## Extrait à lire:

********************

La fin des cookies tiers : le grand tournant de 2019 pour la publicité digitale
L’année 2019 a été un véritable champ de bataille pour le marketing digital, marquée par des évolutions profondes qui redéfinissent les règles du jeu. Pour décrypter ces changements, nous avons réuni un panel d’experts : Emmanuel Brunet, CEO d’Eulerian, Yann Gabay, co-fondateur de l’école Origami, et Mathieu Raiffé, consultant et formateur. Le premier grand sujet qui a secoué l’écosystème est sans conteste l’évolution de la collecte de données et la supposée fin des cookies tiers. Une révolution silencieuse menée par les navigateurs qui change tout pour les annonceurs.
Emmanuel Brunet résume la situation : « L’année 2019 est une année assez compliquée pour les intervenants notamment du monde publicitaire qui ont pour objectif d’utiliser des cookies pour faire du tracking, collecter leur data et pouvoir faire du remarketing ou optimiser leur campagne avec de la data. » Mais que s’est-il passé exactement ?
La guerre des navigateurs contre les cookies : Apple ITP en tête de pont
Le premier coup de canon a été tiré par Apple. Comme le rappelle Emmanuel, tout a commencé bien avant 2019. « On a eu un certain nombre d’évolutions des navigateurs à commencer par un navigateur qui s’appelle Safari qui appartient à nos amis de Apple qui à partir de septembre 2017 a commencé à limiter la capacité d’un intervenant notamment publicitaire à écrire pour la première fois et puis après à exploiter un cookie dans un contexte tiers. »
Ce n’était que le début. Apple a continué son offensive avec plusieurs mises à jour de son système ITP (Intelligent Tracking Prevention). « Ils en ont repassé une couche en 2019 au début de l’année, puis une deuxième couche, puis une troisième couche en septembre. Donc nous avons eu des ITP1 en septembre 2017, puis des IP 2. puis 2.3… et globalement, ils ont annoncé que ils allaient poursuivre le truc au maximum. » L’objectif affiché d’Apple est clair : éradiquer l’utilisation des cookies tiers, mais aussi s’attaquer aux cookies de première partie (first-party) exploités en JavaScript. Firefox a suivi une trajectoire similaire, laissant planer une grande incertitude sur la décision future de Google avec Chrome, qui détient la majorité des parts de marché.
Le verrouillage de l’écosystème Apple : le coup de grâce du « Sign in with Apple »
Pour couronner le tout, Apple ne s’est pas contenté des navigateurs. Le « sign off par Apple sur l’environnement in-app », comme le nomme Emmanuel, est « la cerise sur le gâteau ». Yann Gabay explique le mécanisme : « sur les applications mobiles en fait Apple demande et c’est même obligatoire à ce que l’ensemble des applications tout comme il y a un Facebook connect, un Google connect, il y a un Apple Connect. »
La subtilité est de taille : « Apple reçoit l’email de l’utilisateur mais renvoie vers l’application un email tronqué Apple. c’est-à-dire que tu as plus le suivi cross device avec l’email en fait. » En devenant l’intermédiaire obligé, Apple se positionne comme la « pierre de rosette du monde applicatif », une expression particulièrement bien trouvée de Yann. Cela complique énormément le suivi des utilisateurs sur différents appareils, un enjeu majeur pour les annonceurs.

********************

## Problème posé:
Pouvez-vous reproduire fidèlement le passage de l'article sur la fin des cookies tiers qui va de "Ce n’était que" jusqu'à "parts de marché." ?

(Enregistrements sources)
********************

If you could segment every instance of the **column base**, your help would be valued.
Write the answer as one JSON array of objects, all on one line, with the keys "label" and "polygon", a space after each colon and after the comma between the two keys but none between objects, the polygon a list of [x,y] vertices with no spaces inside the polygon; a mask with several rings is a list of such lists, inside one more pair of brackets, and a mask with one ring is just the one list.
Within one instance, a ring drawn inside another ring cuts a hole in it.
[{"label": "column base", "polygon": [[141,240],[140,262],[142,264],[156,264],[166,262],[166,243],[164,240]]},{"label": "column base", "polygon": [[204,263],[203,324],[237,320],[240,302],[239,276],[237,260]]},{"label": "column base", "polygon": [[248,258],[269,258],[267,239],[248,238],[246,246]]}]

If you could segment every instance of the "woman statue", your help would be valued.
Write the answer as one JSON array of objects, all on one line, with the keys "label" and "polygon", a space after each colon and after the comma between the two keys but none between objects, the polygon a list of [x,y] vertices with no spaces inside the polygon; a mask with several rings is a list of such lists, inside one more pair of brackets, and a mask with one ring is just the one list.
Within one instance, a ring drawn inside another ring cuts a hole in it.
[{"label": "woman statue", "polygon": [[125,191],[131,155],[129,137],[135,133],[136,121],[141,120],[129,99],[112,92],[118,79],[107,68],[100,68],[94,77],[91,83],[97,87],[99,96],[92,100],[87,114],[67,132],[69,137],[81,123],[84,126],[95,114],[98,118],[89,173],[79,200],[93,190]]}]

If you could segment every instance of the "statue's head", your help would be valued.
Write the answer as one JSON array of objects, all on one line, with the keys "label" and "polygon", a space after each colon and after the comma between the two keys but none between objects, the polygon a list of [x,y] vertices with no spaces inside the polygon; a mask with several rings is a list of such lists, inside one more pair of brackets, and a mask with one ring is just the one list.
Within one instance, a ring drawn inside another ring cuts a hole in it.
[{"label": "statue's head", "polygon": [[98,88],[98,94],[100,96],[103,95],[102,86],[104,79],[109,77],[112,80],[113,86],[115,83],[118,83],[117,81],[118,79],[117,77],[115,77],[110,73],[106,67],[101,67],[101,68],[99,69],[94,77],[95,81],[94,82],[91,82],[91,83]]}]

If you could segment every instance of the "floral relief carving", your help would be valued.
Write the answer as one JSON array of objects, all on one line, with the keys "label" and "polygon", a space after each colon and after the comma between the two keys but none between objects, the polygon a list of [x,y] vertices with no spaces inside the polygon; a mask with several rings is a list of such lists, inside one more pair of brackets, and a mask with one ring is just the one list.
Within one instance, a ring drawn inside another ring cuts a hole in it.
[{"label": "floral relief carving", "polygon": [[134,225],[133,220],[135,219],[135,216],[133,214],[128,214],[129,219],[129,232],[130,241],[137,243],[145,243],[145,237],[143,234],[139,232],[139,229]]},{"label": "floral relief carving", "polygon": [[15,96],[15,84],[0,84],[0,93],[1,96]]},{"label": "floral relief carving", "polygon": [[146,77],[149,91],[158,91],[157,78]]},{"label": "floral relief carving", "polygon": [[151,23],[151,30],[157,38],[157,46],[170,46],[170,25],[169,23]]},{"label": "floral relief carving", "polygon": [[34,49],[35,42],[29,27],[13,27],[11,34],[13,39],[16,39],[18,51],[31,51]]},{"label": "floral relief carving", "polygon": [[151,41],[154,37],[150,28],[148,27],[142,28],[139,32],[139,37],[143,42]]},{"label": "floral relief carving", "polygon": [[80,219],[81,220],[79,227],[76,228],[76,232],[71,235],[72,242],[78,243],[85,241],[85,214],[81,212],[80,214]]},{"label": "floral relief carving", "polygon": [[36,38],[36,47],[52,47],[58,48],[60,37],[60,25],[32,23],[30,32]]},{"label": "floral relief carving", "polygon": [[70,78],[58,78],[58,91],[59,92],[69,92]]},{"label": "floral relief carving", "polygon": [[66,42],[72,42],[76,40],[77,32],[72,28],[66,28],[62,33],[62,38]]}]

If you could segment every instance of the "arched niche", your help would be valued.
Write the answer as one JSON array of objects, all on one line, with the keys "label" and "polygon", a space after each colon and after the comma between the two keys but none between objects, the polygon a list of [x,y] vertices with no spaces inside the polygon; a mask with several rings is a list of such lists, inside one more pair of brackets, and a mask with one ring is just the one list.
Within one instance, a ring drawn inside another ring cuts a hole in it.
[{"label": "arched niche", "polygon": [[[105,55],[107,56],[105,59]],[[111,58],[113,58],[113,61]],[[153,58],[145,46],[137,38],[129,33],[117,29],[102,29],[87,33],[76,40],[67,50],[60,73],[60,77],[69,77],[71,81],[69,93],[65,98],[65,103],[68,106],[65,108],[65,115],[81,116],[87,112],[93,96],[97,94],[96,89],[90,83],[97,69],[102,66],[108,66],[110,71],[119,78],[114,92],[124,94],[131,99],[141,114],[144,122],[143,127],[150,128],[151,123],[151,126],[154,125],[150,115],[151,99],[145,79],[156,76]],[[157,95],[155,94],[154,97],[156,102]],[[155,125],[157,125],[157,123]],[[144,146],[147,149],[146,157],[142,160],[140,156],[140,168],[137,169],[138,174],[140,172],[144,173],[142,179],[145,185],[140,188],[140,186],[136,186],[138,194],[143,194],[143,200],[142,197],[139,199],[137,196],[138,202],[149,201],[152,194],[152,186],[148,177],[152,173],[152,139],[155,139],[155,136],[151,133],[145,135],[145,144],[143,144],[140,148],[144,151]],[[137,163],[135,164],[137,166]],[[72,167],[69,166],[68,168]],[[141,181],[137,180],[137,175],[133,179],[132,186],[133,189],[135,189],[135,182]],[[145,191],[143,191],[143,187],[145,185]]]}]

********************

## La solution:
Ce n’était que le début. Apple a continué son offensive avec plusieurs mises à jour de son système ITP (Intelligent Tracking Prevention). « Ils en ont repassé une couche en 2019 au début de l’année, puis une deuxième couche, puis une troisième couche en septembre. Donc nous avons eu des ITP1 en septembre 2017, puis des IP 2. puis 2.3… et globalement, ils ont annoncé que ils allaient poursuivre le truc au maximum. » L’objectif affiché d’Apple est clair : éradiquer l’utilisation des cookies tiers, mais aussi s’attaquer aux cookies de première partie (first-party) exploités en JavaScript. Firefox a suivi une trajectoire similaire, laissant planer une grande incertitude sur la décision future de Google avec Chrome, qui détient la majorité des parts de marché.